[Selected excerpt]:

= Beginning of Section =

When looking at large market clubs that have a strong record of staying competitive, the Yankees, Red Sox and Dodgers offer different versions of how to accomplish that goal and also cautionary tales on the sort of missteps that can hinder a club trying to accomplish that. The Yankees and Dodgers have a better track record than the Red Sox of avoiding losing seasons, but the Sox have three titles compared to one each for the other two. All 3 clubs have depended on supercharging their farm system as a strategy of staying near the top. They all have made mistakes along the way that have hindered their efforts. All three, to some extent, also have to deal with the high expectations of their respective fanbases.
Provided they can keep him, the Mets have a superstar in his prime to build around now. They've come a long way towards the goal of being truly competitive in 2021, but there's work to be done this year and tons of work ahead if sustainable winning is to become a real thing in Queens. I'm sure I'll continue to come back to this subject often in the years ahead. I don't think there's any magical thing the Mets can do that can make this happen, nor do I believe there is one, single roadmap to accomplish this goal. The Mets can look at the successes and failures of the three clubs I've discussed here today and learn from them. I would certainly expect them to do exactly that.
After Theo Epstein moved on the the Cubs, he gave an interview with a Boston radio station admitting to some serious mistakes he made toward the end of his time there. Signing pitcher John Lackey and OF Carl Crawford were a couple of the big ones. Epstein felt that the pressure to try to keep winning caused them to lose patience and led them into mistakes that led to the subsequent failures of the team:
"If I have a regret about the way we handled that offseason (after the 2009 season), it was that instead of being more patient and saying, 'We'll strike when the time is right,' there was a lot of pressure in the environment at the time to do something," Epstein said. "If I learned a lesson from the offseason, it's never feel the need to do something. If you're trying to avoid one move that you don't think is going to work out, don't then settle for a different move that maybe doesn't check all the boxes. Be true to the philosophy and understand the bigger picture. There's always another day to fight. You don't have to get everything done in one offseason just because of what's going on in the environment around you."
Epstein is one of the greatest executives in baseball history, but he wasn't immune to making mistakes. That he brought championships to both the Red Sox and Cubs was truly amazing, but his record wasn't perfect in either place. The Cubs never built the sort of farm system that would allow for sustained success, and they're clearly heading into a rebuild. If you're a team like the Mets looking to move up, both Epstein's successes and failures should offer some valuable instruction.
While I believe there are many side roads that a successful organization can take, the basics really remain the same. Hire very good people. Implement a very good plan. Never stop trying to excel at everything you do, and never stop questioning if there's a way you can do it better. Never stop learning — from yourself and from others, from successes and failures. Enjoy your victories, but never allow yourself to be satisfied into complacency.
Thanks for spending some time with us here today. Please stay safe, be well and take care.

= End of Section =

(Saved data entries)
= Beginning of Section =

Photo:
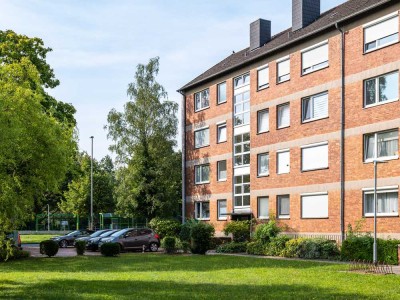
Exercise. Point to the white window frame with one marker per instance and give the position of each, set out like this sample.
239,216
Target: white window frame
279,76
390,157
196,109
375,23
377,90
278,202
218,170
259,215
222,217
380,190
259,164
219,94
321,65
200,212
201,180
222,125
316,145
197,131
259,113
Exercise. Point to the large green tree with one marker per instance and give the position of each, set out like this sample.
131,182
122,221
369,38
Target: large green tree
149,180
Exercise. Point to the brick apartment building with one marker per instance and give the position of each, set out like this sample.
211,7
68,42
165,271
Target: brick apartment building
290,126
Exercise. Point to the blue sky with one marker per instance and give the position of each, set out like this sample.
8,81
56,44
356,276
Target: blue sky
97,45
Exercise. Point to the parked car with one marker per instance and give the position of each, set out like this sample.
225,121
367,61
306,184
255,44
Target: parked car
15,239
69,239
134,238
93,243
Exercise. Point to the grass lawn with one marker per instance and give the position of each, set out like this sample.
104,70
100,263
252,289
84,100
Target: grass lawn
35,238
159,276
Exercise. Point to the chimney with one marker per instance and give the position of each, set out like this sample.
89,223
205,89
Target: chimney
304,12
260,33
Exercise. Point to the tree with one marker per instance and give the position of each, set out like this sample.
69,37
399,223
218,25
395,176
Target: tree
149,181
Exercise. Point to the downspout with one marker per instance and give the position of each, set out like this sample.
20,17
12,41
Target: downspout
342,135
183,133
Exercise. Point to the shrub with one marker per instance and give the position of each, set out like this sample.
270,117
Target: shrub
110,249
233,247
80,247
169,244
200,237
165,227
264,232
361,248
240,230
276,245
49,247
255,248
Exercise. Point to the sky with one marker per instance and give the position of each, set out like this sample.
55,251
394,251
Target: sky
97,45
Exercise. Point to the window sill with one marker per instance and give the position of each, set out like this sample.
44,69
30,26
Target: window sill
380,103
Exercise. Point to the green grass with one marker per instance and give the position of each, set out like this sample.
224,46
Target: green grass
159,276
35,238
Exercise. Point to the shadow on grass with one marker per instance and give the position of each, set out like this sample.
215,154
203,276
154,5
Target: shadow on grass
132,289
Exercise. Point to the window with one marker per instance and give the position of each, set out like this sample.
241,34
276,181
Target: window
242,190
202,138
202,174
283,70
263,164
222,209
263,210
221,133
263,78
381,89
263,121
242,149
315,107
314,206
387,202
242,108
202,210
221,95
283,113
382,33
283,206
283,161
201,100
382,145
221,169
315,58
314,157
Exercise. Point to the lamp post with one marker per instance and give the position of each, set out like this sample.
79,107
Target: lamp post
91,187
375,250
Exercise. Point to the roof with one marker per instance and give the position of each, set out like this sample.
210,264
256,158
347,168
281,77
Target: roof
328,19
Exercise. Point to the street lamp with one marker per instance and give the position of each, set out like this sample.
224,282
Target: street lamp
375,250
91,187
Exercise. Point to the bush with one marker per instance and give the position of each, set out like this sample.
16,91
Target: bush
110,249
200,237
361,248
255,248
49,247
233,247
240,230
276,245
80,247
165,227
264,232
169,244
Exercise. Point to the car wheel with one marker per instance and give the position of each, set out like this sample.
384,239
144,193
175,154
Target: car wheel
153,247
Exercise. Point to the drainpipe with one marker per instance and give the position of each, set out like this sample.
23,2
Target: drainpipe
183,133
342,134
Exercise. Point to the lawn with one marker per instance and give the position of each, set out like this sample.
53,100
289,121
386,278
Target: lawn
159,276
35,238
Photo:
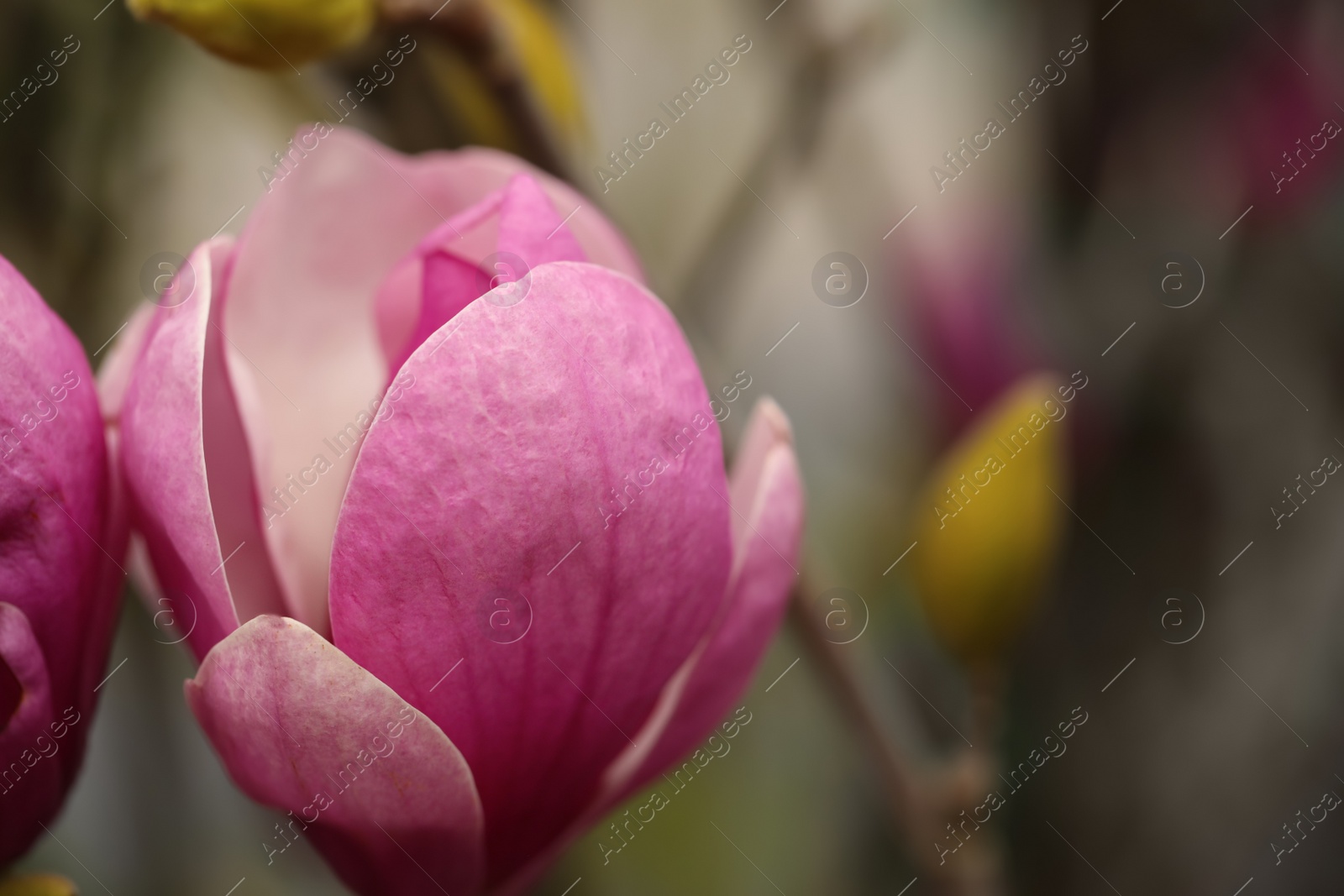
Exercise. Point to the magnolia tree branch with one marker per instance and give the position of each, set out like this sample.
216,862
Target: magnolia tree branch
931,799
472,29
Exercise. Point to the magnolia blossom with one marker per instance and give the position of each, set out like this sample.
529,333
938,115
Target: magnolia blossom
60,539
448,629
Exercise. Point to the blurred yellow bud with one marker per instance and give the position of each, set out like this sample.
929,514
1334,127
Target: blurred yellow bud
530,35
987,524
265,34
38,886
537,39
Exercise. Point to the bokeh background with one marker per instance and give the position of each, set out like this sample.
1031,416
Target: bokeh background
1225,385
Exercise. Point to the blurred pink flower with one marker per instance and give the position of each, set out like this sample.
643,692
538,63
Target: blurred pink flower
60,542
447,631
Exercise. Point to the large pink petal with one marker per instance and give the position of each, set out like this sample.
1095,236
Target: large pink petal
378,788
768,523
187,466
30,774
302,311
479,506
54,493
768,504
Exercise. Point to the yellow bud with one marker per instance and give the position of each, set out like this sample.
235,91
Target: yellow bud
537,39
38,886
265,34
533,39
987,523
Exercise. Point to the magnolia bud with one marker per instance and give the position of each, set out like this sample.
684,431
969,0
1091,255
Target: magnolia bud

= End of Section =

[Task requirements]:
Retype the stretch of the baseball text from "Epstein is one" through "some valuable instruction.", keeping every word and mark as it stands. The listing plays no part in the work here.

[Problem solution]:
Epstein is one of the greatest executives in baseball history, but he wasn't immune to making mistakes. That he brought championships to both the Red Sox and Cubs was truly amazing, but his record wasn't perfect in either place. The Cubs never built the sort of farm system that would allow for sustained success, and they're clearly heading into a rebuild. If you're a team like the Mets looking to move up, both Epstein's successes and failures should offer some valuable instruction.